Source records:
+ + + + +

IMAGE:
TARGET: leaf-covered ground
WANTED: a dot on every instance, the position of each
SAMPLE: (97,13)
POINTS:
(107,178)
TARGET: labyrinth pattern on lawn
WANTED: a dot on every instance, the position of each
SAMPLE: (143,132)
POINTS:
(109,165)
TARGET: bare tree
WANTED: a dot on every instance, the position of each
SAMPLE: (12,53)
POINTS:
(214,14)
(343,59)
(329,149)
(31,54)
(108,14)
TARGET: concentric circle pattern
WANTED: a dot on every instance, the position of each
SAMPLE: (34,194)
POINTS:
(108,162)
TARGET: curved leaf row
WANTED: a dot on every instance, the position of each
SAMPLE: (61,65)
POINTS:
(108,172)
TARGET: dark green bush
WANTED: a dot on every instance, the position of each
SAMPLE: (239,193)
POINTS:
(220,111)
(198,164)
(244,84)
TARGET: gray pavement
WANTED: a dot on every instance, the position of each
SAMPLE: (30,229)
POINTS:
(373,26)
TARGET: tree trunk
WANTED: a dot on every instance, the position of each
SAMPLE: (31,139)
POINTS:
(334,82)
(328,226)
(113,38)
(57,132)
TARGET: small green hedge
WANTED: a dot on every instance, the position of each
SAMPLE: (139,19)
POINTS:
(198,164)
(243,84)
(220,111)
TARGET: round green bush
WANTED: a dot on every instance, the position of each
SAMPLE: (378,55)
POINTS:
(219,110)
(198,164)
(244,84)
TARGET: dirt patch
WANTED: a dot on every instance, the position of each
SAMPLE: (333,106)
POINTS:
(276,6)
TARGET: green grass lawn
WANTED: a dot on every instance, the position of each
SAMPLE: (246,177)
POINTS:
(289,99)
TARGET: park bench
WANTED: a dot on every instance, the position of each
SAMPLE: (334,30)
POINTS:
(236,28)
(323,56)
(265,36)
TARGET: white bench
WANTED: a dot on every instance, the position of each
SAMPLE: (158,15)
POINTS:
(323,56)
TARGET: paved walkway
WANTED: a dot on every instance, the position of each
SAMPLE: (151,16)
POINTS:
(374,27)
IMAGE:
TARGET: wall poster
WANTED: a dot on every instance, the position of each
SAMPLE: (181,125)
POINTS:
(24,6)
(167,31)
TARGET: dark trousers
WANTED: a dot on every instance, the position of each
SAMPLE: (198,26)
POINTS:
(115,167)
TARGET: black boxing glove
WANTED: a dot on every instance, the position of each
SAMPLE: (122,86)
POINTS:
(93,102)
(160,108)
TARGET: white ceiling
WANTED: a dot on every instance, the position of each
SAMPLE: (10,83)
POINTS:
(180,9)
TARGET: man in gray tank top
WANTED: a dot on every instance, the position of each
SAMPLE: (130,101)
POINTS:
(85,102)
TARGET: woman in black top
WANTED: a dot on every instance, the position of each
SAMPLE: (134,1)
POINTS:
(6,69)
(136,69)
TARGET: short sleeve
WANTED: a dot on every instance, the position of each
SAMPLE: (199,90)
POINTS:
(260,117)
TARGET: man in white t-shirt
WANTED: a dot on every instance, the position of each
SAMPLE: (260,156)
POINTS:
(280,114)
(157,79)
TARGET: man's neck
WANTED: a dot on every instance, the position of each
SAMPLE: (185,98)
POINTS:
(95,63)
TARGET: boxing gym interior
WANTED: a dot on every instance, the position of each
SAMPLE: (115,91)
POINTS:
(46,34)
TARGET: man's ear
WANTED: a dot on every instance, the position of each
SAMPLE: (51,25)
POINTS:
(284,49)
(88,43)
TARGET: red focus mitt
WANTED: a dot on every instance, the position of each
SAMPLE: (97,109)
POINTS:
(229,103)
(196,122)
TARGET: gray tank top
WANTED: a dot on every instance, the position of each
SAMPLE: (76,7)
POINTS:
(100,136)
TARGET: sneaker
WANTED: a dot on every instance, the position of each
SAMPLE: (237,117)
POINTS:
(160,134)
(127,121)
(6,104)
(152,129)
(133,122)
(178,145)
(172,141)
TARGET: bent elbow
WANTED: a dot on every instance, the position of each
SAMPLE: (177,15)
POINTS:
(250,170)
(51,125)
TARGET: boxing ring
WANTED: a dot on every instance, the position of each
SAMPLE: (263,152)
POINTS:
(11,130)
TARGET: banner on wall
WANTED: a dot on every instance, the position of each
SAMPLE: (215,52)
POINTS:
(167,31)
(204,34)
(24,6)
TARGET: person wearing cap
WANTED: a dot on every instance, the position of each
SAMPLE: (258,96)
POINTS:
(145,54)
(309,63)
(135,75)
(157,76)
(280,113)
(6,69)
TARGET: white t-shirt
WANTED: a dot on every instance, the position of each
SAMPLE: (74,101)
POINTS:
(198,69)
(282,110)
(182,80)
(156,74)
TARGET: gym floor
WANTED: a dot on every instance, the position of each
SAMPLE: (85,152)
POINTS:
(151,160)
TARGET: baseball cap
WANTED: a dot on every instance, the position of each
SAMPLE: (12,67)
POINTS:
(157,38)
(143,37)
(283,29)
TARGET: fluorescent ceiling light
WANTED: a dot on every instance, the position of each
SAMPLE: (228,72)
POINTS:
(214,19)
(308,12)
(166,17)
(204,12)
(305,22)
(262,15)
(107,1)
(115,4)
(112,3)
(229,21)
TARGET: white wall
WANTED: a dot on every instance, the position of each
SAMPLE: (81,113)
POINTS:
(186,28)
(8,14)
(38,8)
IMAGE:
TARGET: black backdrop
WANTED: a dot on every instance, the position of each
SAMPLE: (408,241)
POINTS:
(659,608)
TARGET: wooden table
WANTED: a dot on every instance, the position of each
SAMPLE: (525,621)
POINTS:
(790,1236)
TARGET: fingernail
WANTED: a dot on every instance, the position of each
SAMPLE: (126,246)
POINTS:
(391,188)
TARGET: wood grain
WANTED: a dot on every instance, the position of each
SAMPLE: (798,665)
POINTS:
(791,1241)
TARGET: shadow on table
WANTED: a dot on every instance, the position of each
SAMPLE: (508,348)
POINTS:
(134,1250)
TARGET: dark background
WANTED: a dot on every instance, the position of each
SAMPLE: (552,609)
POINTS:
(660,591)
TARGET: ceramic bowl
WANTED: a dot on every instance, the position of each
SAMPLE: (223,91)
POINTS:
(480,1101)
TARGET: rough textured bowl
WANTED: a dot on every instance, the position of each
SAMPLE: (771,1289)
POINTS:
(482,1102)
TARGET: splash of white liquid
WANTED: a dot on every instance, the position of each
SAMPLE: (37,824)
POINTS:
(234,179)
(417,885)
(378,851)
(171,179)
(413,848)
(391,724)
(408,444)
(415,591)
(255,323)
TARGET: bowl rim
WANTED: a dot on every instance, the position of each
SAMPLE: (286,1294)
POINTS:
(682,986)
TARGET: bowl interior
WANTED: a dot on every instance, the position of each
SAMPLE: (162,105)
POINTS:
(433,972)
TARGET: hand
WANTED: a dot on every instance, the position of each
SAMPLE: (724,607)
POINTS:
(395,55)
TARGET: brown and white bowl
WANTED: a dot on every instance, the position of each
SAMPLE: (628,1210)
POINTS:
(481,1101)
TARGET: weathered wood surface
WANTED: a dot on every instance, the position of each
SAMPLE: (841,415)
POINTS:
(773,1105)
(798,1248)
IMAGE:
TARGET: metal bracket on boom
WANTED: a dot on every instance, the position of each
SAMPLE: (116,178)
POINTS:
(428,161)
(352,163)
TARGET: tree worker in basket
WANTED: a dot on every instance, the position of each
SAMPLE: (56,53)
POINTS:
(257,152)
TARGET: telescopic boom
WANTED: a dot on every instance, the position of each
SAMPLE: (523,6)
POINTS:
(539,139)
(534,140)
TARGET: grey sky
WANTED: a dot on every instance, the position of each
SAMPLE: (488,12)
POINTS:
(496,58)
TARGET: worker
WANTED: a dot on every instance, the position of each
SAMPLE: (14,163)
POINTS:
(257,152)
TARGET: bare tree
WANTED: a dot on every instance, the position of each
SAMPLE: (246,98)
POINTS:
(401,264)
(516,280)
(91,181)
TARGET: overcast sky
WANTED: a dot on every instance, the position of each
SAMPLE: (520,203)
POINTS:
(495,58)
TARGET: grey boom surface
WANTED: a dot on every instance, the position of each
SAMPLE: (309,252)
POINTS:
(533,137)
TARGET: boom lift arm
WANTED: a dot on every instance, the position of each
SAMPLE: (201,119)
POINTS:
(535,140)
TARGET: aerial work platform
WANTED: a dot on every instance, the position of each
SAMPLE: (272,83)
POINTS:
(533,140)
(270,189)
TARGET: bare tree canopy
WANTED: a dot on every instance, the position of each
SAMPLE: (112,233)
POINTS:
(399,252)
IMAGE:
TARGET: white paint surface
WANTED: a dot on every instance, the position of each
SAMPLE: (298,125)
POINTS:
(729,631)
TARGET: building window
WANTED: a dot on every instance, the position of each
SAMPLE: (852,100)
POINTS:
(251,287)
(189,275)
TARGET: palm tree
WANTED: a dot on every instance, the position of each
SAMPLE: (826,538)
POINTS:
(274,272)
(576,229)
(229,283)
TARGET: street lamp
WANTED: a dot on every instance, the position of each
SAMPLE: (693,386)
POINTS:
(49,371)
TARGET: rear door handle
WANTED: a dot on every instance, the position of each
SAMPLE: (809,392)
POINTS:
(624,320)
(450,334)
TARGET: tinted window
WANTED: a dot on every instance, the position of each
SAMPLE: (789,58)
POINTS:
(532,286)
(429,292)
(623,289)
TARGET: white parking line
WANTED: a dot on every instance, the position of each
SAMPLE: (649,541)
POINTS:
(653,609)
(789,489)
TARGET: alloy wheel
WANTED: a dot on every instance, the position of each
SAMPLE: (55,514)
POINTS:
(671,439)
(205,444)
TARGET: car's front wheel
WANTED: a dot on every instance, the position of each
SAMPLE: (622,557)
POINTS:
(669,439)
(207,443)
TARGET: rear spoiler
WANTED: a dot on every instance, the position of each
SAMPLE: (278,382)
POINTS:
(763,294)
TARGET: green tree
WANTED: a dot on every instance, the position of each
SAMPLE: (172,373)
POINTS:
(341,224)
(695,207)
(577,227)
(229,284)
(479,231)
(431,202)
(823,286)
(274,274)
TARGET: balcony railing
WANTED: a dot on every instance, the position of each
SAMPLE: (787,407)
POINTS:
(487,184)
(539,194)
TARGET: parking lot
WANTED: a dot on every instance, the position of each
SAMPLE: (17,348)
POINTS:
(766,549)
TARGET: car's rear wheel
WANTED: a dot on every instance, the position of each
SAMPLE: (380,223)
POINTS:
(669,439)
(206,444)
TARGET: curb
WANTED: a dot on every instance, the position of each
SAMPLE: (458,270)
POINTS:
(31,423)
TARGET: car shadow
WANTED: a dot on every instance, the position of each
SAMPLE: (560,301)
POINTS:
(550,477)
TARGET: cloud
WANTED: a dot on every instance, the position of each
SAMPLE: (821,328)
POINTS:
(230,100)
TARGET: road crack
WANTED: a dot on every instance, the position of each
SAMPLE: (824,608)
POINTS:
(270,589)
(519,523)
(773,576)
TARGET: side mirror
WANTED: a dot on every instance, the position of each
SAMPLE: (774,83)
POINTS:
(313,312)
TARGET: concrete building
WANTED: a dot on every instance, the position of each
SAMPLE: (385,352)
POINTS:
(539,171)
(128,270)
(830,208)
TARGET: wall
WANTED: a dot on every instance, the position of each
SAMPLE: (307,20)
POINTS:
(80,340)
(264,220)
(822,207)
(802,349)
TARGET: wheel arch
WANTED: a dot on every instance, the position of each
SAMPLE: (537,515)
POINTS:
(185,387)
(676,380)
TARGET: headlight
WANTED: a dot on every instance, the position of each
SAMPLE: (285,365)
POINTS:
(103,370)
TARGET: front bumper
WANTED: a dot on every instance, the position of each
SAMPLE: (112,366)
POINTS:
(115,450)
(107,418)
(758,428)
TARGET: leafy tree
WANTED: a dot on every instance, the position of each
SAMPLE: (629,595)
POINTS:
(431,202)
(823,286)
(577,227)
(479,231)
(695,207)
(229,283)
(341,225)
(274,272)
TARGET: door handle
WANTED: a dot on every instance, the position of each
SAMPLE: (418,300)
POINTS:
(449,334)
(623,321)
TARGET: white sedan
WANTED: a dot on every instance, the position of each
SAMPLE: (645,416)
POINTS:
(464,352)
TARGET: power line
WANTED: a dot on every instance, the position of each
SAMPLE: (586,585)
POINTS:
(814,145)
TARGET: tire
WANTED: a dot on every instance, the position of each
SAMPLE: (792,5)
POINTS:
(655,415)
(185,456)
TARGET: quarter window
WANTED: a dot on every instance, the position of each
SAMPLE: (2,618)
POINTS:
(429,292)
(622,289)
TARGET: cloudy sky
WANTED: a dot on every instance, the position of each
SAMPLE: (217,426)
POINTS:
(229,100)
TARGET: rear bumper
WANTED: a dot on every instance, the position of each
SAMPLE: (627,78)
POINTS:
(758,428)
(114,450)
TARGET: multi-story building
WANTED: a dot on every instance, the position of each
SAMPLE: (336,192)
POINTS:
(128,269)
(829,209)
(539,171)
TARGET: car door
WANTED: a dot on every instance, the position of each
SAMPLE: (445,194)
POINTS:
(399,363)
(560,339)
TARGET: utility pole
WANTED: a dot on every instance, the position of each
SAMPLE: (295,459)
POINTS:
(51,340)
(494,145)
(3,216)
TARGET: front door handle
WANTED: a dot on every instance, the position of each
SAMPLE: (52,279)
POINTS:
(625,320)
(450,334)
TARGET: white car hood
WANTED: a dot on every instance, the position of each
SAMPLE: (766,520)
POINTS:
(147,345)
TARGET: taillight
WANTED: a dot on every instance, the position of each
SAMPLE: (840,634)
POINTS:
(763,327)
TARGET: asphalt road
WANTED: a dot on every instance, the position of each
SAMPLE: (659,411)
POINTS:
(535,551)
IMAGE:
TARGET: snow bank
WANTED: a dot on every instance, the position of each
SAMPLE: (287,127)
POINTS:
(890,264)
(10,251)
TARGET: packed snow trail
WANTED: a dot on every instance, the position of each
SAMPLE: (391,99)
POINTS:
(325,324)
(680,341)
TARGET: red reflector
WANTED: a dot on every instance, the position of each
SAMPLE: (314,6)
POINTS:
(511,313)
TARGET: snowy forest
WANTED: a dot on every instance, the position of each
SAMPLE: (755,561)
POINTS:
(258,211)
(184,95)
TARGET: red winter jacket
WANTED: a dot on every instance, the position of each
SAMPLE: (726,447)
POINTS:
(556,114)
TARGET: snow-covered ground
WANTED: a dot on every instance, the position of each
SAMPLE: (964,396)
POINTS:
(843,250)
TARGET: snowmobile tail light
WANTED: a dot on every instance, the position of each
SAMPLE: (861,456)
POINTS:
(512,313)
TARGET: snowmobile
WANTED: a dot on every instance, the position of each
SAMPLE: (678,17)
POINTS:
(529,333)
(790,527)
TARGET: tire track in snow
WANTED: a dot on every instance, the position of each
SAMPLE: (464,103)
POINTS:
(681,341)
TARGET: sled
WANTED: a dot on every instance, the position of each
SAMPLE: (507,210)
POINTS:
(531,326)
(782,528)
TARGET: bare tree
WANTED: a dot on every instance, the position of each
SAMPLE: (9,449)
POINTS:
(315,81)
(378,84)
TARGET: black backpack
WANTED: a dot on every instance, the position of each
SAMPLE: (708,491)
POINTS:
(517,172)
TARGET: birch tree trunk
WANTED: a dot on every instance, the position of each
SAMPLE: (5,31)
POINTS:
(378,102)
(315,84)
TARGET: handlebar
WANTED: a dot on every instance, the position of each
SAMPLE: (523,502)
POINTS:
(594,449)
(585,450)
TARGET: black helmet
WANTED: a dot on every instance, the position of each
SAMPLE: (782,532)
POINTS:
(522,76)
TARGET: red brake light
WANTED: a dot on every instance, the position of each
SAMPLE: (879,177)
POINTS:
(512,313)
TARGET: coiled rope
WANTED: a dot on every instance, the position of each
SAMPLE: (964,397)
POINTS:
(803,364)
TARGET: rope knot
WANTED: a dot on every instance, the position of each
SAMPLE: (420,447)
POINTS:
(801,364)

+ + + + +

- _Exercise task_
Every line from the one containing "TARGET: red reflector" through the end of the data must be repeated exactly, and no other line.

- _Output of the exercise_
TARGET: red reflector
WANTED: a dot on every instance, the position of each
SAMPLE: (314,6)
POINTS:
(511,313)
TARGET: snowy forest
WANTED: a dot on every instance, the position of each
SAMPLE: (755,561)
POINTS:
(258,211)
(184,95)
TARGET: red winter jacket
WANTED: a dot on every instance, the position of each
SAMPLE: (726,447)
POINTS:
(556,114)
TARGET: snow-covered ground
WANTED: a dot on every instance, the position of each
SAMPLE: (964,396)
POINTS:
(843,250)
TARGET: snowmobile tail light
WANTED: a dot on every instance, the position of each
SAMPLE: (861,456)
POINTS:
(512,313)
TARGET: snowmobile
WANTED: a dot on every instance, the position of each
SAMPLE: (678,17)
POINTS:
(529,333)
(790,527)
TARGET: tire track in snow
WANTED: a dot on every instance, the position of each
SAMPLE: (464,103)
POINTS:
(681,341)
TARGET: sled
WANTED: a dot on every instance, the position of each
SAMPLE: (507,210)
POINTS:
(531,326)
(782,528)
TARGET: bare tree
WANTED: a dot on every instance, the position of each
SAMPLE: (9,449)
POINTS:
(315,81)
(378,84)
TARGET: black backpack
WANTED: a dot on every instance, the position of each
SAMPLE: (708,491)
POINTS:
(517,172)
TARGET: birch tree trunk
WANTED: a dot on every instance, the position of each
SAMPLE: (5,31)
POINTS:
(378,102)
(315,84)
TARGET: handlebar
WANTED: a dot on every instance, the position of each
SAMPLE: (523,502)
POINTS:
(594,449)
(585,450)
TARGET: black helmet
WANTED: a dot on every instance, the position of each
SAMPLE: (782,532)
POINTS:
(522,76)
TARGET: red brake light
WANTED: a dot on every instance, the position of each
SAMPLE: (879,177)
POINTS:
(512,313)
TARGET: coiled rope
WANTED: a dot on every instance, the position of each
SAMPLE: (964,397)
POINTS:
(803,364)
TARGET: rope knot
WANTED: a dot on every instance, the position of each
SAMPLE: (420,447)
POINTS:
(801,364)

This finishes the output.